(Information shown Opens)

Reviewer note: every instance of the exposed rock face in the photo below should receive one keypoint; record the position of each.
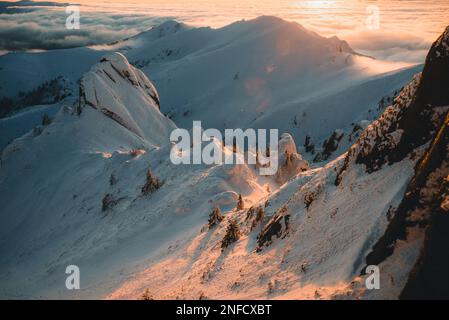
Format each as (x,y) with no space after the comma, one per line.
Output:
(424,208)
(124,94)
(413,119)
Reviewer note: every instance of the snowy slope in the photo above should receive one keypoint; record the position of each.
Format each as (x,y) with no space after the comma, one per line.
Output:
(384,202)
(67,168)
(74,191)
(261,73)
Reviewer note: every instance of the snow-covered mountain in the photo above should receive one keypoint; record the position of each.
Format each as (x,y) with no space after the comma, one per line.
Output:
(261,73)
(92,183)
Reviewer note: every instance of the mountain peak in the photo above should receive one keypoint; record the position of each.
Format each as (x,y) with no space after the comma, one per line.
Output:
(125,94)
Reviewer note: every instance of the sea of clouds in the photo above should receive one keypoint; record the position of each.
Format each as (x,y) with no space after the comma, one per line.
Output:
(28,25)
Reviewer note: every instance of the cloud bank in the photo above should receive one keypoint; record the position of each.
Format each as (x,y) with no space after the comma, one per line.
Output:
(43,27)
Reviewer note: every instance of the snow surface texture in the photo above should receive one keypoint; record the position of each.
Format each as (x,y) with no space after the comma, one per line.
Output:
(72,192)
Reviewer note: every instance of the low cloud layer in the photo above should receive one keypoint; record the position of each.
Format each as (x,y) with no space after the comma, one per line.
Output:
(44,28)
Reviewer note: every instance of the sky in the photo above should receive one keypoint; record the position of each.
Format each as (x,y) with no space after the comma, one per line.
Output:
(404,32)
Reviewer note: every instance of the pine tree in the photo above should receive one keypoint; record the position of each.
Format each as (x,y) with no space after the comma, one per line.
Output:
(240,204)
(215,217)
(260,215)
(232,234)
(151,185)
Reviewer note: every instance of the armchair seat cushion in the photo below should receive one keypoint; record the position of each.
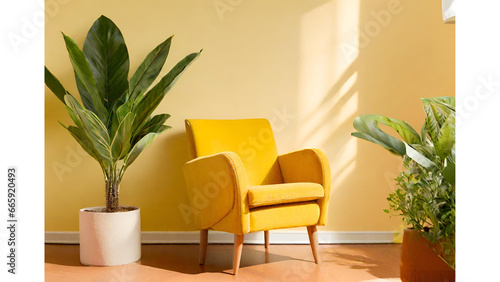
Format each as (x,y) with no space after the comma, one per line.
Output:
(275,194)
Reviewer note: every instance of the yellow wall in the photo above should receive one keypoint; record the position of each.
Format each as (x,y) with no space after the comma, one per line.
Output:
(321,62)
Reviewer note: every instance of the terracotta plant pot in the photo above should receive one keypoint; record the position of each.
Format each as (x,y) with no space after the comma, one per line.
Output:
(420,263)
(108,239)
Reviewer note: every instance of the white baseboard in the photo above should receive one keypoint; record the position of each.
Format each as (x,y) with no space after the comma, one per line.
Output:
(216,237)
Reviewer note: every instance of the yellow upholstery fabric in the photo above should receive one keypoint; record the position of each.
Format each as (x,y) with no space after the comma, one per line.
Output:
(267,195)
(284,216)
(235,163)
(217,185)
(251,139)
(308,165)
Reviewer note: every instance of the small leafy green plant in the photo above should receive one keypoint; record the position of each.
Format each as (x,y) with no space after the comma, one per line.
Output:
(425,197)
(114,124)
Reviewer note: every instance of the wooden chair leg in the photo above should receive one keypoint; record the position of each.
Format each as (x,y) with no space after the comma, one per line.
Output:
(313,239)
(266,239)
(203,245)
(238,247)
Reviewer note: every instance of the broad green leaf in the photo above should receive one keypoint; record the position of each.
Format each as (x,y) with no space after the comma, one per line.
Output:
(367,137)
(407,133)
(120,144)
(85,80)
(54,85)
(446,137)
(138,148)
(93,127)
(432,120)
(418,157)
(118,115)
(153,97)
(149,70)
(151,125)
(368,127)
(107,56)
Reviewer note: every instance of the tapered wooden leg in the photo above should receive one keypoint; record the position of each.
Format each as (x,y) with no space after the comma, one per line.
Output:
(238,247)
(313,239)
(203,245)
(266,239)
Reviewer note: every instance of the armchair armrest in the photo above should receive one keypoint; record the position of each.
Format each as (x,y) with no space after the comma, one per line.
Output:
(308,165)
(216,185)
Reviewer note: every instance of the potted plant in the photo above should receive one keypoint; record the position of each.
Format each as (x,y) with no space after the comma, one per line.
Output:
(114,124)
(425,196)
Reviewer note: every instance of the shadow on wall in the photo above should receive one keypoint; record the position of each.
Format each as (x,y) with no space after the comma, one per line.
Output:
(369,57)
(159,184)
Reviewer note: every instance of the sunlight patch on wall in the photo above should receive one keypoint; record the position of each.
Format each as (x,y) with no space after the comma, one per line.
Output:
(328,96)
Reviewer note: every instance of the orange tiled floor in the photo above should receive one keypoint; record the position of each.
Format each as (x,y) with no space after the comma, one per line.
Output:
(379,262)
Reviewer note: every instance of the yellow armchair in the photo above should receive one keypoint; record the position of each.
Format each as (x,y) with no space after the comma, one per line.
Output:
(237,183)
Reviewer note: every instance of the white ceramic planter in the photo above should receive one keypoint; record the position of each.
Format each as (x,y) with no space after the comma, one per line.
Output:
(108,239)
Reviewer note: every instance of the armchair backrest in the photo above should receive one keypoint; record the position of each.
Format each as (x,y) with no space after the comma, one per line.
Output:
(252,139)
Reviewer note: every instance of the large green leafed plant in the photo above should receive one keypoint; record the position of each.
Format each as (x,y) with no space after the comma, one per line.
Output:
(425,197)
(114,124)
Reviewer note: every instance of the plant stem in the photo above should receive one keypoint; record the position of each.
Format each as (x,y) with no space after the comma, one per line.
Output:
(112,193)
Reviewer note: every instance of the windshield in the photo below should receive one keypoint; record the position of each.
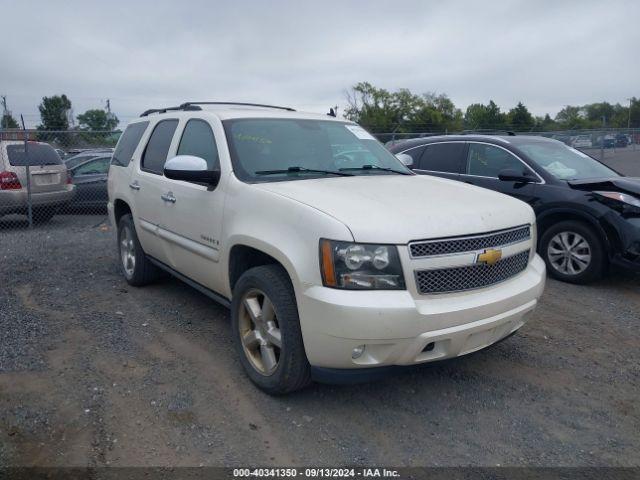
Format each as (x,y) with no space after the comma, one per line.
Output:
(565,163)
(274,149)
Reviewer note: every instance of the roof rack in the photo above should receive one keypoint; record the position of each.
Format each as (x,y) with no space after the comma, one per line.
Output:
(193,106)
(488,132)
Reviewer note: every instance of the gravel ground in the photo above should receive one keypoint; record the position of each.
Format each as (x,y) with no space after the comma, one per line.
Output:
(94,372)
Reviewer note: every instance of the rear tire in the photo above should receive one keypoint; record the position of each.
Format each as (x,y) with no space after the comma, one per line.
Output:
(135,266)
(266,330)
(574,252)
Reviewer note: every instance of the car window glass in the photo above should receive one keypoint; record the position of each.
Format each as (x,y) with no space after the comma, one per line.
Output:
(415,153)
(198,140)
(442,157)
(488,160)
(94,167)
(155,154)
(36,154)
(128,143)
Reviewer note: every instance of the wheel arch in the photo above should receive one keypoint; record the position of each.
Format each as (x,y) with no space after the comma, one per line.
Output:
(247,253)
(549,218)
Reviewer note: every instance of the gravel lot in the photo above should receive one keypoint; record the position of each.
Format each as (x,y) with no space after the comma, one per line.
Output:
(94,372)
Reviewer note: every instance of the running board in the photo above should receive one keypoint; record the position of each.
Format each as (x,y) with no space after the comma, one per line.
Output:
(201,288)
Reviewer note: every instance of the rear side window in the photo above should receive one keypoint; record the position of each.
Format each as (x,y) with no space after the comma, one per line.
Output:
(36,154)
(155,155)
(128,143)
(442,157)
(198,140)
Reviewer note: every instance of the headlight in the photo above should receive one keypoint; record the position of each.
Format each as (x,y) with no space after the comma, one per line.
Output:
(622,198)
(360,266)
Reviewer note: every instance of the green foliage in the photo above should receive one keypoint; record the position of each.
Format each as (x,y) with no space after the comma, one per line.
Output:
(402,111)
(97,120)
(54,112)
(8,122)
(479,116)
(520,119)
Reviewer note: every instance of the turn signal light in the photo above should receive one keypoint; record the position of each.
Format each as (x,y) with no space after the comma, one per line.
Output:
(9,181)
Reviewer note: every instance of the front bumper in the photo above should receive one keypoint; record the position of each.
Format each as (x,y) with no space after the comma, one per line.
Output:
(398,329)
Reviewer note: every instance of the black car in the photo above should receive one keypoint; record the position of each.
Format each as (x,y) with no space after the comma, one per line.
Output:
(90,178)
(588,214)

(Information shown Closes)

Exercise aim
Extract the entries in full, exactly as they are, minus the pictures.

Exercise response
Reviewer note: every instance of the exposed rock face in the photo below should receive one keypoint; record the position of each.
Format each as (x,y) with no space after the comma, one per line.
Output:
(424,208)
(124,94)
(413,119)
Reviewer note: every instance of the snowy slope in the photo above should receive one keypoint; record the position of each.
Format each as (x,y) with no space after the comma, one per line.
Output:
(384,202)
(67,168)
(74,191)
(261,73)
Reviewer note: every instance of the snow-covered mountain in the photo above should receive one keypoint; record the position of each.
Format each as (x,y) with no space after the comma, one per line.
Output:
(261,73)
(92,183)
Reviewer note: every instance of the mountain peak in the photo above should receive one keypoint; record the position of each.
Format each as (x,y) with no space after the comma, one per line.
Output:
(125,94)
Reviewer note: every instance of the sea of clouds in the photo above should receive one keypoint; record the position of each.
Format each as (x,y) with no space after the comma, one per line.
Output:
(28,25)
Reviewer note: every instance of the cloud bank in the photo above should receive one keypoint; record the position of each.
Format each as (x,y) with no space after the comma, one per line.
Output:
(43,27)
Reviewer note: every instance of the snow surface texture in the photo above should receive one keypoint; record the position of each.
Format each as (x,y) with no space after the comma, one per line.
Output:
(72,192)
Reviewer note: every instance of the low cloud layer in the photo above should receive one keypoint; record the position of each.
Format each as (x,y) with no space after the comma, one per line.
Output:
(44,28)
Reviewer note: every instance of the sky in the photo above should receive one keypoint; record the position of each.
Format each as (x,y) with no space after the comma, one per line.
Output:
(404,32)
Reviewer note: every instance of the pine tree in the photo above should receive one keypoint; record the position of each.
Format each as (x,y) with no space after the comma, one per line.
Output:
(240,204)
(215,217)
(260,215)
(232,234)
(151,185)
Reviewer note: every instance of the armchair seat cushion in the photo below should receive one keypoint; record the position of each.
Format each as (x,y) with no space after the comma, one per line.
Output:
(275,194)
Reviewer note: every instance of the yellow wall in the photo above should receive one keypoint; record the position of each.
Format each as (x,y) with no space after the comma, one per line.
Output:
(321,62)
Reviewer note: every instance of the terracotta plant pot in the photo above should receive one keypoint; record the position of each.
Format each as (x,y) with no space after the comma, one per line.
Output:
(420,263)
(108,239)
Reviewer note: every instance of the white baseboard in the photo above should receive one keypoint; record the position of each.
Format each as (x,y) with no space after the comma, one per line.
Output:
(216,237)
Reviewer note: every instance of the yellow upholstery fabric in the photo above should receive one keypoint; record the position of each.
Format each as (x,y) with no space after the comma, one per line.
Output:
(267,195)
(284,216)
(235,163)
(217,185)
(251,139)
(308,165)
Reviewer note: every instance of the small leafy green plant in the photo above should receive one keypoint; record the position of each.
Format each as (x,y) with no space after the comma, one per line.
Output:
(425,197)
(114,124)
Reviewer note: every instance of the wooden chair leg in the photo above should receive one keypoint; record the position of each.
Format each as (x,y) with no space after the comma, one per line.
Output:
(313,239)
(266,239)
(203,245)
(238,247)
Reviewer note: every instance of the broad green leaf in the photo above should receive one keypoint; record the position of each.
Format each as (x,y) with no space after the comma, one per line.
Output:
(367,137)
(407,133)
(120,144)
(85,80)
(54,85)
(446,137)
(138,148)
(93,127)
(432,120)
(418,157)
(118,115)
(153,97)
(149,70)
(151,125)
(368,127)
(107,56)
Reviewer note: every instance of the tapered wooden leg in the photo above should receive one keypoint; record the position of each.
Format each as (x,y) with no space after the comma, one per line.
Output:
(238,247)
(313,239)
(203,245)
(266,239)
Reviewer note: every instance of the armchair armrest in the photo above should receive one keypoint; record the position of each.
Format each as (x,y) with no space after the comma, one per line.
Output:
(308,165)
(216,185)
Reviewer note: every instance of the potted plant in the photo above should receive one keypoint; record the position of each.
Format each as (x,y) with no space after the comma, one per line.
Output:
(114,124)
(425,196)
Reviewer note: every instance of the shadow on wall in the photo above should receive one keypoint; record the position of each.
Format each as (x,y) with no space after the comma, one per line.
Output:
(369,57)
(159,184)
Reviewer note: every instance of the sunlight patch on wall in the photo above should receive one keypoint; record the position of each.
Format each as (x,y) with no space after the comma, one per line.
Output:
(328,96)
Reviewer note: every instance of the orange tiled floor in the photo above should receive one keypoint; record the position of each.
Format each as (x,y) with no space after the comma, one per line.
Output:
(379,262)
Reviewer note: every instance of the yellow armchair in the photo above should receive one keypoint; record the position of each.
Format each as (x,y) with no space after the comma, one per line.
Output:
(237,183)
Reviewer note: every instance of the white ceramic planter in the photo above should receive one keypoint; record the position of each.
Format each as (x,y) with no space after the comma, one per line.
Output:
(108,239)
Reviewer note: every instance of the armchair backrest in the photo above should receive one keypoint; record the position of each.
Format each as (x,y) with no space after the comma, one per line.
Output:
(252,139)
Reviewer note: every instance of the large green leafed plant in the photo above should receive one keypoint; record the position of each.
Format each as (x,y) with no space after the comma, one per line.
Output:
(425,197)
(114,124)
Reviewer note: every instance of the plant stem in the photo above should receive one keypoint; record the position of each.
Format each as (x,y) with no space after the comma, one per line.
Output:
(112,193)
Reviewer note: every instance of the windshield in the photo below should receive one keypoint; record the position of each.
Format each as (x,y) with no space after the comma, one per line.
Output:
(565,163)
(274,149)
Reviewer note: every instance of the roof rack in the photo above should receive one keypoint; record the position of each.
Format each as (x,y) with no space after the comma, one per line.
Output:
(193,106)
(488,132)
Reviewer note: every instance of the gravel ground in the photo above should receive one keypoint; record the position of each.
Format each as (x,y) with no space after the comma, one per line.
Output:
(94,372)
Reviewer note: every instance of the rear tire in the photo above should receive one keypoint; record the position of each.
Format each as (x,y) with no space after the comma, one per line.
Output:
(135,266)
(266,330)
(574,252)
Reviewer note: every instance of the car window glass in the photo above should receive one keypoint; record the position of each.
Format each as (x,y) with no space after the comma, one per line.
Output:
(415,153)
(198,140)
(442,157)
(488,160)
(94,167)
(155,154)
(36,154)
(128,143)
Reviewer note: every instance of the wheel arch in the photo above should receive one keypoint; record the position of each.
Format each as (x,y) with no space after the comma, one per line.
Output:
(247,253)
(549,218)
Reviewer note: every instance of the gravel lot in the photo above should receive one keypoint; record the position of each.
Format each as (x,y) with no space after the comma, one per line.
Output:
(94,372)
Reviewer note: every instance of the running board in the photo above should receive one keypoint; record the position of each.
Format each as (x,y) with no space after the comma, one per line.
Output:
(201,288)
Reviewer note: every instance of the rear side window in the photo above should receive one keypoint; record the position of each.
Format each as (x,y) with no space after the comma, one per line.
Output:
(36,154)
(155,155)
(128,143)
(442,157)
(198,140)
Reviewer note: every instance of the headlight in the photo above should receive one keypoint; record the position of each.
Format each as (x,y) with no space after the comma, one per line.
Output:
(622,198)
(360,266)
Reviewer note: every instance of the green foliage in the photo above should receive one keypoint; record the position of each.
Format each as (x,y) with no space after the comma, one per line.
Output:
(402,111)
(97,120)
(54,112)
(8,122)
(479,116)
(520,119)
Reviewer note: every instance of the turn signal light in the photo above should receive one keypoint; record the position of each.
Format each as (x,y) with no space after the comma, one per line.
Output:
(9,181)
Reviewer note: every instance of the front bumper in the photo above should receive one keypoint; record the position of each.
Format each as (x,y) with no space after the comma, one per line.
Output:
(398,329)
Reviewer note: every instance of the black car in the photo above should receive one keypoint; record the position of each.
Format each as (x,y) with no space after the comma, one per line.
Output:
(90,178)
(588,214)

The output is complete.